= Task item A =
Return the passage of the blog post from "At the height" to "major temperature swings.", copied word for word.
= Task item B =
Decide whether each statement agrees with the blog post, answering yes or no and quoting the words of the blog post that settle it: (i) the writer's fever reached 103.4 at its highest; (ii) the strep test came back positive; (iii) the writer stayed home from work on Thursday.
=== Given passage ===
He's great! Yesterday we danced around in the living room for a good long while, watched some Sesame Street, and rough-housed on the sofa for a bit. Every afternoon usually sees us wrestling, playing hide & seek, and chasing each other around the house. There have been lots of frozen treats in the last week, too, as I try to heal my throat, so Alastair has been in ice-cream heaven.

BTW- Anybody know why Bruster's on Staples Mill was closed on Monday night?

Friday, August 10, 2007

Tonsillitis Sucks

Wednesday evening I started to feel light-headed right after dinner. Shortly thereafter, my eyelids got warm, which is always my first indication of a fever.

Thursday I took off work, and it was a wild roller-coaster of a day, going from freezing in my bathrobe under sheet, blanket, and comforter, to burning up in nothing but underwear. At one point, I went and sat on the front steps to warm up (it was about 102F out there, actually a little cooler than I was). I slept, I ached, I began to feel pain in my throat, and the most exciting symptom of all set in: reduced perception of light. It was like someone had dialed back the electrical service to our house by about 15%.

At the height of my fever yesterday, I was at 103.4, but 2 hours later I was barely touching 101.

This morning I awoke with a much nastier feeling in my throat, a fever of 100.8, and decided it was time to see a doctor (especially when Amanda's mother suggested it might be strep--yuck!).

A trip to Patient First, a negative strep test, and a fusillade of antibiotics. I've felt pretty stable most of the day: a little headachy, lots of naps, but no major temperature swings.
=== Recorded data ===
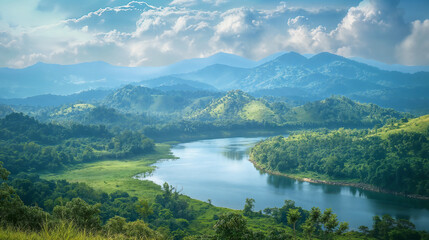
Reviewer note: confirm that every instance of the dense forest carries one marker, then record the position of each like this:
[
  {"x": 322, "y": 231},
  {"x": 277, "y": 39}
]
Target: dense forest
[
  {"x": 45, "y": 209},
  {"x": 394, "y": 157},
  {"x": 28, "y": 145},
  {"x": 32, "y": 207}
]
===
= Task result A =
At the height of my fever yesterday, I was at 103.4, but 2 hours later I was barely touching 101.

This morning I awoke with a much nastier feeling in my throat, a fever of 100.8, and decided it was time to see a doctor (especially when Amanda's mother suggested it might be strep--yuck!).

A trip to Patient First, a negative strep test, and a fusillade of antibiotics. I've felt pretty stable most of the day: a little headachy, lots of naps, but no major temperature swings.

= Task result B =
(i) Yes: "At the height of my fever yesterday, I was at 103.4"
(ii) No: "a negative strep test"
(iii) Yes: "Thursday I took off work"